ENTRIES PROVIDED:
◆ ◆ ◆ ◆ ◆

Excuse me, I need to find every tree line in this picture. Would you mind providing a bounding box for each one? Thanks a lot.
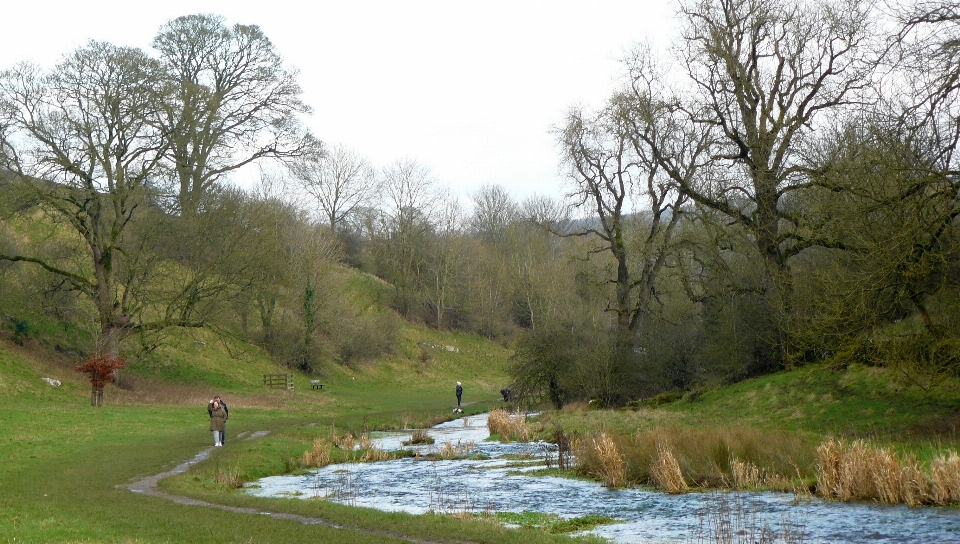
[1,1,959,408]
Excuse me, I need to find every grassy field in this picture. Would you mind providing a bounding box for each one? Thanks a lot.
[6,310,960,543]
[0,323,606,544]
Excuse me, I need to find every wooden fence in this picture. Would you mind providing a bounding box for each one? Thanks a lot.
[263,373,294,390]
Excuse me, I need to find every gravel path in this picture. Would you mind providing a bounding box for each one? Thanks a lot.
[122,430,472,544]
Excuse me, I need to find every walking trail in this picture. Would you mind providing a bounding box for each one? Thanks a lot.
[123,430,473,544]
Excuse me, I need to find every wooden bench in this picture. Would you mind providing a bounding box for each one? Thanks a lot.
[310,380,323,390]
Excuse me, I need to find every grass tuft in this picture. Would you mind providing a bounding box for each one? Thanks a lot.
[301,437,332,468]
[487,409,531,442]
[649,443,686,493]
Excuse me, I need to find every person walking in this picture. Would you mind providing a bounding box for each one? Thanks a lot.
[455,381,463,408]
[207,395,229,445]
[209,399,227,447]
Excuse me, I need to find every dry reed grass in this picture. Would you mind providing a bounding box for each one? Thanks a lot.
[402,429,434,446]
[650,443,686,493]
[694,493,807,544]
[487,409,531,442]
[428,440,477,459]
[301,437,332,467]
[574,432,627,488]
[815,438,960,506]
[215,463,243,488]
[362,444,391,462]
[931,452,960,504]
[355,434,373,450]
[729,458,794,491]
[332,432,356,451]
[573,426,815,493]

◆ ◆ ◆ ◆ ◆

WHAT TO DO: Working from the lines above, reproduce the material exactly and exclude its pictures.

ANSWER SECTION:
Excuse me, I need to find every tree line in this picture. Would you mind providing a bounding box for each one? Thanks a lot.
[1,1,959,408]
Excuse me, I need to find every grassy field in this picture. Would you mind providing a bounding box for each one? Thanks a lot.
[6,310,960,543]
[0,323,606,544]
Excuse me, I need to find every wooden fence in this picture. Would you mind providing a bounding box for each one? Thanks a lot.
[263,373,294,390]
Excuse me, I need to find every gravel path in this picture. Would you mind providing a bounding box for each one? Thanks a lot.
[122,430,472,544]
Excuse me, I need to find every walking trail in this picture. Would you mind providing a bounding box for each one? Thanks a lot.
[123,430,473,544]
Excuse me, I need to find every wooden bench in this picture. Would you mind providing a bounding box for each one? Thanks a lot.
[310,380,323,390]
Excuse me, I need to find every grass tuft in this picture. Would you mind providing a bounding box for each one? Thanks a lot.
[301,437,332,468]
[487,409,531,442]
[649,443,686,493]
Excuse me, I need to find every person walking in this picture. Would you mind providing a bounding box for each one? Thanks a lot.
[455,381,463,408]
[207,395,229,445]
[209,399,227,447]
Excuse me, I need to find every dry reed grass in this picture. Would you mind providing a bounding box for each one? Thanks a lot.
[402,429,434,446]
[650,443,686,493]
[694,493,807,544]
[487,409,531,442]
[428,440,477,459]
[301,437,332,467]
[574,432,627,488]
[815,438,960,506]
[215,463,243,488]
[362,444,391,462]
[931,452,960,504]
[355,434,373,450]
[729,458,794,491]
[332,432,356,451]
[573,426,815,493]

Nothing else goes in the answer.